── Extracted text ──

💾 Archived View for gemini.spam.works › mirrors › textfiles › politics › SPUNK › sp000719.txt captured on 2022-04-29 at 02:36:38.

View Raw

More Information

⬅️ Previous capture (2022-03-01)

-=-=-=-=-=-=-

BLOOMINGTON ANARCHIST UNION:  WHO WE ARE AND WHO WE AIN'T
by Joseph Average
October, 1994



BLOOMINGTON ANARCHIST UNION:  WHO WE ARE AND WHO WE AIN'T
	
	The Bloomington Anarchist Union (BAU) does not exist in the sense of a
traditional organization or revolutionary cell, dedicated to little more than
its own self-preservation.  Rather, it is a tidy local umbrella for a number of
Bloomington activists who happen to be anarchists as well, and who need a place
to go now and then to share food, talk, and views.  A typical get-together
includes a potluck dinner, lounging on the porch, and discussion of the
varieties of activities in which we find ourselves involved. 

	BAU was formed in the winter of 1991-92 when a number of anarchists
decided to host a Midwest Anarchist Gathering in Dunn Meadow.  Held in October
of 1992, the gathering drew more than 200 visitors for three days,
demonstrating to us the power of ad-hoc organization, or organization-as-
needed.  Since then, we have more or less chosen to follow that principle, and 
remain loosely affiliated, only tightening our arrangement when we need to get 
something done as anarchists.  The general day-to-day activism, however, takes 
place in the variety of grass roots organizations, affinity groups, and special
 projects to which we devote much of our time.  

	As many people know, Bloomington anarchists have a deeply pragmatic
streak, and a constant desire to accomplish goals set primarily at the local
and regional level.  Rather than forming an anarchist enclave or group that
would do little outside of flyering and polemicizing, and therefore have little
impact on the community at large, most of us are involved in other
organizations, groups, or projects in which we can hope to see tangible results
for our hard work.  In this way, we not only gain from our experience with
diverse projects and learn from grass roots organizers, but we offer our own
anti-authoritarian strategies and visions to those projects.   Far from the
RinterventionsS typical of the old left, in which Leninist drones infiltrate an
organization in order to either recruit members, take it over, or destroy it,
we aim to respect, learn from, and contribute to grass roots projects.  And,
equally far from the isolationism and provincialism which characterizes the
anarchist presence in North America, we find strength and solace in the company
of activists from a diversity of backgrounds and political beliefs. It is this
kind of reciprocity, flexibility, pragmatism, and willingness to learn from
others that we find lacking in the anarchist scene generally.

───
── Information given ──

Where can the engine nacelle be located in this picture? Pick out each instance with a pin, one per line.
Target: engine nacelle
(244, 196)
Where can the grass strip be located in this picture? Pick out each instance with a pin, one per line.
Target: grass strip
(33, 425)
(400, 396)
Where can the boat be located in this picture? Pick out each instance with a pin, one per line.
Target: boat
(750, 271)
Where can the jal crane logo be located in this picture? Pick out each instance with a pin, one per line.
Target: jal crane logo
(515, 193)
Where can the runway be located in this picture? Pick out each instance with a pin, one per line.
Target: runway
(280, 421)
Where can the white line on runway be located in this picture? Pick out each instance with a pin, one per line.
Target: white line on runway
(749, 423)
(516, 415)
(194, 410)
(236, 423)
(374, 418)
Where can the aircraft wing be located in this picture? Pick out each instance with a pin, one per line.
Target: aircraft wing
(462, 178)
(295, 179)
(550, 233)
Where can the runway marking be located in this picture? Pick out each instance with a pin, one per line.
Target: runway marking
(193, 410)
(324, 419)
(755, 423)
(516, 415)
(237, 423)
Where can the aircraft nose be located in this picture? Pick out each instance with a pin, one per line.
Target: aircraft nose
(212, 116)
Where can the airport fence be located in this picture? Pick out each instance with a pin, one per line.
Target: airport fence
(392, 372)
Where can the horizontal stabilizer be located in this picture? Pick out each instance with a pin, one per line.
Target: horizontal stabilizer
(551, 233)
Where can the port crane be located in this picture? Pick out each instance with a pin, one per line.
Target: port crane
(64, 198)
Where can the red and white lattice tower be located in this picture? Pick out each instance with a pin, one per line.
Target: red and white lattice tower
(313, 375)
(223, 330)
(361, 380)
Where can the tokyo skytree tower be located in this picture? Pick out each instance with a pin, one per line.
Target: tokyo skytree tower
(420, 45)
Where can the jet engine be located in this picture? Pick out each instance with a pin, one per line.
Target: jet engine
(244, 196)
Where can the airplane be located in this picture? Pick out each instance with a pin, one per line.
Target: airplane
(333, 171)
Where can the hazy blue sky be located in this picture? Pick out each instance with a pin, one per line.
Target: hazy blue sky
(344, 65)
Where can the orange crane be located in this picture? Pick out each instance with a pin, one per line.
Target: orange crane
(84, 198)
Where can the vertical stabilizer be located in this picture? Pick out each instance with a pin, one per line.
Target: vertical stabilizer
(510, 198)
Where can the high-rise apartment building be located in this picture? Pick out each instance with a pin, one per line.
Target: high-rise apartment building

───
── Information given ──

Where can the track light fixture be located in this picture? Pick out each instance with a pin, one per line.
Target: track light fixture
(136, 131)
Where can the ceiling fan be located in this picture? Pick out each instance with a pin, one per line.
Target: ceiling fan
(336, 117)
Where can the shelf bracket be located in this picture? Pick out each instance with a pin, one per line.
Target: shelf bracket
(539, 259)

───
── Information given ──

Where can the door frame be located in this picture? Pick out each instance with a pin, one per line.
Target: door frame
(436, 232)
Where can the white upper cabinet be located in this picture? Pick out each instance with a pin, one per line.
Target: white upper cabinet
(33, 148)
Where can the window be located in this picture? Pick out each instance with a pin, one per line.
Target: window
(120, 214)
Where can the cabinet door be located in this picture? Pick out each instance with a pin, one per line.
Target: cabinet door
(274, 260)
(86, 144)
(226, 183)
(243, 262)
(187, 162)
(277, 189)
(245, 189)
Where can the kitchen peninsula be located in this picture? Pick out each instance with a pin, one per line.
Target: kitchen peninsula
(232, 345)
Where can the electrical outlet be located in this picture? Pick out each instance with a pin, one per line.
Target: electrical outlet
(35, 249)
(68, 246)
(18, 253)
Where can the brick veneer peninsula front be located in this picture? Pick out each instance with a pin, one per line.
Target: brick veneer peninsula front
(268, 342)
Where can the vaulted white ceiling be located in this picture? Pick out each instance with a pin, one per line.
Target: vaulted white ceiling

───

Required work>
• A. How many visitors did the October 1992 gathering draw, according to the essay on the Bloomington Anarchist Union?
• B. Please echo the essay on the Bloomington Anarchist Union from "The Bloomington Anarchist" to "find ourselves involved.".

Task-by-task results>
• A. More than 200 visitors over three days.

• B.
The Bloomington Anarchist Union (BAU) does not exist in the sense of a
traditional organization or revolutionary cell, dedicated to little more than
its own self-preservation.  Rather, it is a tidy local umbrella for a number of
Bloomington activists who happen to be anarchists as well, and who need a place
to go now and then to share food, talk, and views.  A typical get-together
includes a potluck dinner, lounging on the porch, and discussion of the
varieties of activities in which we find ourselves involved.